In the comment thread below, to whom does the commenter plan to pitch the "American Execution!" reality show idea?

#### [TEXT SEGMENT]
· · · ·

You mean something like the "Dirty-Dozen" reduex? Where we recruit a hardened group of sadistic killers from death-row and drop them into Al Queda territory in Pakistan, and let them do their stuff?

Aside from that, how productive a role in society can you reasonably expect from murderers sentenced to life terms? That they'll tuck in their bed sheets and promise to abstain from raping their cell-mates doesn't seem like much of a benefit for $200,000 a year to guard society from a 20 year old spree-killer who lives to the age of 90.

Just my cynical 2-cents worth, but it seems a hundred times more 'humane' to execute him, and use that money to buy teddy-bears and chocolate bars for children victimized by child-abusers.

Hartmut: Any more nice ideas?

It's Jay Jerome, I'm sure he has a a whole stinking barrelful.

Hartmut: "Throwing them off the roof would be inadvisable beacuse of the necessary cleaning costs."

Not that expensive, Hartmut -- just put down a plastic drop cloth first.

Better, we could turn it into a reality TV show: "American Execution!" Now there's a good idea! Competing teams could be assigned to toss multiple convicted murderers as far off a roof as possible -- with points given for length and arc of distance thrown.

Each week, the Team would go to a different prison, and there'd be lots of back-story biographical info on the participants, on the killer, and on his victims -- and if the show's a success the prisons and the families of the murder victims would share in the advertising revenues and residuals.

This sounds viable, Hartmut. I'll pitch it to Simon Fuller next week. And if there's any interest, We can share executive co-producing credit.

Keep your fingers crossed...


Jesurgislac: "It's Jay Jerome, I'm sure he has a a whole stinking barrelful."

Now, now... be a good little 'whatever' and don't forget the 'courtesy' rule...

hi publius,

I'd like to hear how in the absence of Theory, you'd think about judicial accountability, especially toward those parties who in past have lost.

Jay, the posting rules permit me to say that I think the ideas you have posted here stink.

Late, I know, but the thread didn't really address it per se ...

The "sly" bit about Orin Kerr. A comment or two over at Balkinization dealt with this, but this perhaps gives him a bit more credit than he deserves. "Snidely" seems better.

I am unsure what exactly about Balkin's theory opens up it to the Yoo memo jab per se. I admit I find Balkin's theorizing on his theory here far from fascinating -- just yet another take on "originalism" or whatever that at some point seems like angels dancing on pins.

· · · ·

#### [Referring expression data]
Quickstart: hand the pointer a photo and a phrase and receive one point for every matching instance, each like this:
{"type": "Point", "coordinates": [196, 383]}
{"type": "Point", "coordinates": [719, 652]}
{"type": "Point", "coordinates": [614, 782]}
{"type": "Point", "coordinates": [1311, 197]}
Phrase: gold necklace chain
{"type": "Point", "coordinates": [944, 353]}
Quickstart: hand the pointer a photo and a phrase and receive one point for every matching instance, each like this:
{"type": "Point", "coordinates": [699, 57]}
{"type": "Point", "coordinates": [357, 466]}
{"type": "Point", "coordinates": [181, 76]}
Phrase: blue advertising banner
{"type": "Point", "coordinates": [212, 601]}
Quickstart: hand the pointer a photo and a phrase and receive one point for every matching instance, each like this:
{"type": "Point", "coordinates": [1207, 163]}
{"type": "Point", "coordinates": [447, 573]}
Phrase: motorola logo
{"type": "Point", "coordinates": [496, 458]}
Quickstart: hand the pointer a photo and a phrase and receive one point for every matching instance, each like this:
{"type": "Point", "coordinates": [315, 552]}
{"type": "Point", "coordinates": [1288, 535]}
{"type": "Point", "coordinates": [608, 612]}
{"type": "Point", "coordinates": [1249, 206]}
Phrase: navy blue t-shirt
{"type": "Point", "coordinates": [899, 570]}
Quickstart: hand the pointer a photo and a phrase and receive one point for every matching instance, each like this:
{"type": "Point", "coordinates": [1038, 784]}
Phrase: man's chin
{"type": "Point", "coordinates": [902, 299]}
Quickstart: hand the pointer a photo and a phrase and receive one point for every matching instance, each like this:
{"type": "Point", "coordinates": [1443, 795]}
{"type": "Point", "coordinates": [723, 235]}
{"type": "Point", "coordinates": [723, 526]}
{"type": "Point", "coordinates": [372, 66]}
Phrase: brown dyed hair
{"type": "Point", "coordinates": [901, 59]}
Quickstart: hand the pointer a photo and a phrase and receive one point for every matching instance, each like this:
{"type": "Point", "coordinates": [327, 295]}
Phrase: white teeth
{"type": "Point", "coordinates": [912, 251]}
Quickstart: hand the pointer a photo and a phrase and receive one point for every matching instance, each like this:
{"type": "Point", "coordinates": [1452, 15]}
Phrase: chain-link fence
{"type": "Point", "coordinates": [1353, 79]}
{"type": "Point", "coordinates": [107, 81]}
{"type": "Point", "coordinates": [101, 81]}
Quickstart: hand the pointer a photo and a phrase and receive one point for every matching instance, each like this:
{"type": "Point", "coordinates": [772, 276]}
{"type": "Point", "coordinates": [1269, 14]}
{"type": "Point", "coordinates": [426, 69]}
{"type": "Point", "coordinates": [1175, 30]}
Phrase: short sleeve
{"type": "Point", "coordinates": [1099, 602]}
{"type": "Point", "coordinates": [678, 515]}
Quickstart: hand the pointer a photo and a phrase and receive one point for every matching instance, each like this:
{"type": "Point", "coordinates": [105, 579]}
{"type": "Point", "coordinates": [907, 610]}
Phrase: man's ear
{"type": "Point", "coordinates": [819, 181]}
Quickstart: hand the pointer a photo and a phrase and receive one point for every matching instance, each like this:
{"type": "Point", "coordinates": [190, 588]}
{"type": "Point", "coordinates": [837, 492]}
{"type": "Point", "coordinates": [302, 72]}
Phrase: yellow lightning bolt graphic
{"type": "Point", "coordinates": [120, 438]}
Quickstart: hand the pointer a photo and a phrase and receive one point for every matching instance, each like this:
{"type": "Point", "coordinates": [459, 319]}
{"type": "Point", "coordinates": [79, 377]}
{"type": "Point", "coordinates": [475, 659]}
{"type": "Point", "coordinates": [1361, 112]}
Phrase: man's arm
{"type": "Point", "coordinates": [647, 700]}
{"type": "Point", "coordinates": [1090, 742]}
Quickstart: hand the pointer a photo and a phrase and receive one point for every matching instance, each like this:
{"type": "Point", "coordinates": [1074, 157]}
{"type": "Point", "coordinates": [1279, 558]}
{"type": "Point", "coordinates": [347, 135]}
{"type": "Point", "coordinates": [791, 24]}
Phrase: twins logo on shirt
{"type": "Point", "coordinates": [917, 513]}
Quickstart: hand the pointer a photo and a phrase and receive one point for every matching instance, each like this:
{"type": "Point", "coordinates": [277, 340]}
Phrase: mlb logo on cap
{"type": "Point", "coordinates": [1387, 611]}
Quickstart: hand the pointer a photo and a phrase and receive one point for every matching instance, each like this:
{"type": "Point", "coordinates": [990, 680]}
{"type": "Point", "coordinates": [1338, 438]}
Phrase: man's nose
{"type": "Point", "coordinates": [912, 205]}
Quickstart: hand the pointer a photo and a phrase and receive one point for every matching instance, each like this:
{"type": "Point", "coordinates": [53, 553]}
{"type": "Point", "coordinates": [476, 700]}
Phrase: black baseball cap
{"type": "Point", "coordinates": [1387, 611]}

· · · ·

#### [TASK RESULT]
Simon Fuller